Extracted text:
————————

The Woman Chaser was released on VHS in Stereo in its black-and-white version in 2000 by Tribe Enterprises/The GLOBAL Asylum.

=== Police Beat (2005) ===
Devor's second feature film, Police Beat, was nominated for the Grand Prize at the 2005 Sundance Film Festival. The film was a loose adaptation of Charles Mudede’s weekly column, Police Beat, and focused on a Muslim-African born lovesick bike cop in Seattle. It was named one of the year's best films by Film Comment and Art Forum. It has been included in the permanent collection of the Museum of Modern Art.

=== Zoo (2007) ===
Devor's next documentary, Zoo, also a collaboration with Mudede, made its world premiere at the 2007 Sundance Film Festival, and then went on to play at the Cannes Film Festival in the Director's Fortnight Section. The film was based on a true story about a Seattle engineer who died while having sex with a horse. The film was named as "one of the Best 15 Documentaries of the 2000s" by Taste of Cinema.

————————

Exercises to complete:
- A) Decide whether each of these statements agrees with the passage on Devor's films: (i) Police Beat was nominated for the Grand Prize at the 2005 Sundance Film Festival; (ii) Zoo had its world premiere at the Cannes Film Festival; (iii) The Woman Chaser came out on VHS in a color version. For each, answer yes or no and quote the words of the passage that decide it.
- B) Extend the passage on Devor's films by writing what comes next after its final sentence.

Study material:
————————

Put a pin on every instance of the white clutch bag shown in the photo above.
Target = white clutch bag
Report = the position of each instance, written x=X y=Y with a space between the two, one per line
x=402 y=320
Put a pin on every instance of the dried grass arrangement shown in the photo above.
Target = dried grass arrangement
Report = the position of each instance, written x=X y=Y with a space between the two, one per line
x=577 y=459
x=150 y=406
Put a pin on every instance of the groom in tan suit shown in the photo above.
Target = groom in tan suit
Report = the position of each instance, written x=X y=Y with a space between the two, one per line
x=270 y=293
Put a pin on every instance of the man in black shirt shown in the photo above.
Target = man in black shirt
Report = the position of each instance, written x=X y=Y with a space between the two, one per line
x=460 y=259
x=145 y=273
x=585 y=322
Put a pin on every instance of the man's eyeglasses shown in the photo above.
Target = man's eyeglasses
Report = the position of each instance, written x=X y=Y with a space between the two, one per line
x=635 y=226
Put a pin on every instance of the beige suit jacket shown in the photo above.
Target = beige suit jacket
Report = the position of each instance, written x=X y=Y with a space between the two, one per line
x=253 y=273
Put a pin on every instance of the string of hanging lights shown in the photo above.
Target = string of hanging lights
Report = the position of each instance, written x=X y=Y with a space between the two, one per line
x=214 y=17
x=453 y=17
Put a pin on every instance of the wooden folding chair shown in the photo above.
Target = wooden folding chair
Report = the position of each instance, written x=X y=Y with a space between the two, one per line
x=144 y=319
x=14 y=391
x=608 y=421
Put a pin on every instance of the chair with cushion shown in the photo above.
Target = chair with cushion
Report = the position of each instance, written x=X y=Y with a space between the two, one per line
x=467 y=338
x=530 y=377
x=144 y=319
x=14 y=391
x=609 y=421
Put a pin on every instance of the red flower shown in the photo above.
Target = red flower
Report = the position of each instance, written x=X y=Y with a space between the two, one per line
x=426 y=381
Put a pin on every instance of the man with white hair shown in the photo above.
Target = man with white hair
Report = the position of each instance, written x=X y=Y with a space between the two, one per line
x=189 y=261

————————

Solved tasks:
- A)
(i) Yes: "was nominated for the Grand Prize at the 2005 Sundance Film Festival"
(ii) No: "made its world premiere at the 2007 Sundance Film Festival"
(iii) No: "in its black-and-white version"

- B)
=== Pow Wow (2018) ===
Devor's 2018 feature documentary Pow Wow: An Anthropological Study of the Members of the Indian Desert Country Club, a collaboration with writer Michael McConville, debuted at the Locarno Film Festival and then in the US at Lincoln Center (Art of the Real). It was named one of the best films of the year by Richard Brody of The New Yorker.

=== Suburban Fury (2024) ===
Devor ‘s latest documentary, Suburban Fury, debuted at the 2024 New York Film Festival and went on to win the Grand Prize for Documentaries at the 2025 Seattle International Film Festival. The film achieved a 100% percent Rotten Tomatoes score, with Variety calling it "a rapt documentary thriller".

=== You Can't Win (2024) ===
An adaptation of the book of the same name by Jack Black was filmed by Devor in 2012 and released in 2026.